> What you will do
Continue the 4G63T engine-building blog post from its final sentence.

> Document passage

────────────────

Cars, Computers, & Random Thoughts
4G63T Engine Building Part 3
4G63T Engine Building Part 3

4G63T Engine Building Part 3

Yep, back to the engine this week. I cleaned up a few more things (I thought I was done with that!) and got a few more things attached. I also managed to run into a few road blocks.
The first thing I did was more painting, I want the intake, valve cover, and exhaust to complement each other and the running theme of aluminum/copper so I did some highlighting. Yes, cutting the tape for this is exactly as time consuming as you imagine it is.


The affect is completely worth it though. It’s awesome what a bit of paint, tape, a razor blade, and some patience can accomplish.


After that it was on to cleaning the thermostat housing and fuel rail. The fuel rail got a nice coat of copper as it nestles right in over the intake on that side of the head. It will help break up some of the aluminum up there. The thermostat housing got a nice clear coat to bring out it’s best dark metal look and keep it from corroding to nastiness again. I also replaced the thermostat with a new OEM temperature thermostat. The thermostat that was in there was set to a lower temperature, which isn’t really great for a street car, and I didn’t want to rely on the motorad part after I had a bad experience with one in the Mazda.


Next, I cleaned off the filthy oil pan. I didn’t grab any shots before hand, so you’ll just get to see the rusty (but clean!) product of my scrubbing. To get it nice and clean I went with the parts washer, then a nice brake clean shower, and an air clean after that. The oil pickup needed to be cleaned and attached before the pan can go on, and I had to make a gasket for where it attaches to the oil pump. Apparently a Victor Reinz “full gasket set” is not actually a full gasket set.


I also received my poly motor mounts on Saturday, these are inserts that are much more stiff than the oem rubber motor mount inserts. People use these to eliminate any chance of wheel hop or engine movement, in return you ensure that the power isn’t lost by rocking the engine, it all goes directly to the ground. It also channels all the undampened vibrations into the body of the car, so you will feel your engine more. I’ve removed my balance shafts, so that may compound the issue. I also had my engine balanced while it was being worked on, so that may help keep vibrations down.


I was able to remove the red poly mount that came on the car, I’m going with black for mine. Plus, I don’t exactly want to put my faith in parts that where installed by someone that isn’t me. Other than that, the mounts need to be pressed out and I didn’t feel like swinging a hammer at them all day. If Weavers can give me a decent price, they’ll be doing the work. Otherwise, it’s back to hammering on it and hoping the current inserts relent.


I got lucky and was pointed to a forum member on DSMTuners who sources and sells pretty much any electrical plug you can find on these cars. Good things too, some of my plugs in my engine bay are nasty, and I don’t mind swapping them out for something a bit nicer, plus then I don’t have to worry about any GFS or voltage drop, thus eliminating another possible root cause.


Wrestling the exhaust off this car is something I don’t really want to do again. Corrosion made it a fun time trying not to break all the bolts keeping the exhaust hung, I didn’t completely win on that one. Stainless steel hardware will be going back on, and I’ve got high temp anti seize as well.

────────────────

> Record list
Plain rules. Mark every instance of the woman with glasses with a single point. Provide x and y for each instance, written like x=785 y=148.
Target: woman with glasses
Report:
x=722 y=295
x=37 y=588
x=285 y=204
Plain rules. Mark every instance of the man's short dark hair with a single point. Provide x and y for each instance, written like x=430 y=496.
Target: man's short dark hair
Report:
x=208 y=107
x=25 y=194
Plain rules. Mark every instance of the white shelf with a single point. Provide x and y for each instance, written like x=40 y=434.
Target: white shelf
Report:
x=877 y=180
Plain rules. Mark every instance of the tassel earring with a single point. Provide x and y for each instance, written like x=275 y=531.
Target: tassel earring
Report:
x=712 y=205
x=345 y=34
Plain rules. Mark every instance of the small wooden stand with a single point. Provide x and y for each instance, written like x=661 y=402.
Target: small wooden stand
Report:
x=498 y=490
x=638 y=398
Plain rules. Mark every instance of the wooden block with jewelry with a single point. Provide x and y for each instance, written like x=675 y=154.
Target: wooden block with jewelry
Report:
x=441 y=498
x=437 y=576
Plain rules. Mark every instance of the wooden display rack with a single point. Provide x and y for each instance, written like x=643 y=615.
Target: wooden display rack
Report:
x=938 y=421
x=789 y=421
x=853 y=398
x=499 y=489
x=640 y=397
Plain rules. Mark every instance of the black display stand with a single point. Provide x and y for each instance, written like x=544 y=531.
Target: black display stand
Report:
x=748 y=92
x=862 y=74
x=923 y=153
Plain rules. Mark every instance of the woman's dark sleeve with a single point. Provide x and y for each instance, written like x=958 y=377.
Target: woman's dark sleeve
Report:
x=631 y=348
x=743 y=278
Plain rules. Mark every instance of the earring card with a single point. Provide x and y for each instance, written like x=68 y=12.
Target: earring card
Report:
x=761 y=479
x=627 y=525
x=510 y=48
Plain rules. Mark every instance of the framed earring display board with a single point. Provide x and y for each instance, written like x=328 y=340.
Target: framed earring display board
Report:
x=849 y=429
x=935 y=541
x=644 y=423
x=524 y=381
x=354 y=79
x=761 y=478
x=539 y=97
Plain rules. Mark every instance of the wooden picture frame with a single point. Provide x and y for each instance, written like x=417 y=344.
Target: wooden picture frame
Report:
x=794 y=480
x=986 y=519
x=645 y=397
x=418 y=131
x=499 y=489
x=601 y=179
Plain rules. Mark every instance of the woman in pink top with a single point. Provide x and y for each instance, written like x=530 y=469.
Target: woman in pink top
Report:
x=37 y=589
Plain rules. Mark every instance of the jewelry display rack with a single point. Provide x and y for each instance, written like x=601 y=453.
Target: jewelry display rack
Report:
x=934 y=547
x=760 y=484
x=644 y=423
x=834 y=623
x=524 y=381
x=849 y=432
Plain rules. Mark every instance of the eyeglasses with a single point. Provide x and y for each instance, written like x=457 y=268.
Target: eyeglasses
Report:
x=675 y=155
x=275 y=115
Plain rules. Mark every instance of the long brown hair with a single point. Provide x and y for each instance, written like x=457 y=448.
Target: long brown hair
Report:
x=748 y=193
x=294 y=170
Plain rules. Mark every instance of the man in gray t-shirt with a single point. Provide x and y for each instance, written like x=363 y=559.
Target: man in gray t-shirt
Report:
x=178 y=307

────────────────

> Answer
After some scotchbrite and dish soap I attacked the pipes with my copper paint. I was able to get one coat on the down pipe and a bit after the flex pipe before I ran out. More on the way! I need more to finish the piping and I will also need a good bit to spray on the wrap to keep it from absorbing water. Sure, it’s stainless steel piping so rust shouldn’t be a huge issue, but I’m not taking any chances. Why spray and wrap the exhaust in the first place? Efficiency! This will improve exhaust scavenging a bit, though I’m not sure if that’s a big deal on turbo engines, and it will also help dampen the crazy loud sound of 3 inch exhaust a bit.


With all of that done, and the turbo oil return line cleaned and painted, I finally got around to packing some assembly lube in the rear main seal and installing it. This has to be on before the oil pan can go on anyway, so it was time.


Next was the oil pan itself. Sam taught me a cool trick wherein you place a socket under a bolt hole, hit it with a ball peen hammer, and come away with a slight dent that will cause your bolt to push the oil pan up in a more uniform fashion. This was done because the flat parts between one bolt hole and the next aren’t able to get enough pressure on them to seal properly otherwise. Sam also pointed out that I’ve got a few gaskets that intrude on the space the pan is mounting too, so I took a razor blade and made sure it was all shaved down flat for a good seal. After counting my bolts, we were short two, so we had to get a little creative and make some from longer bolts that matched the thread pitch and size.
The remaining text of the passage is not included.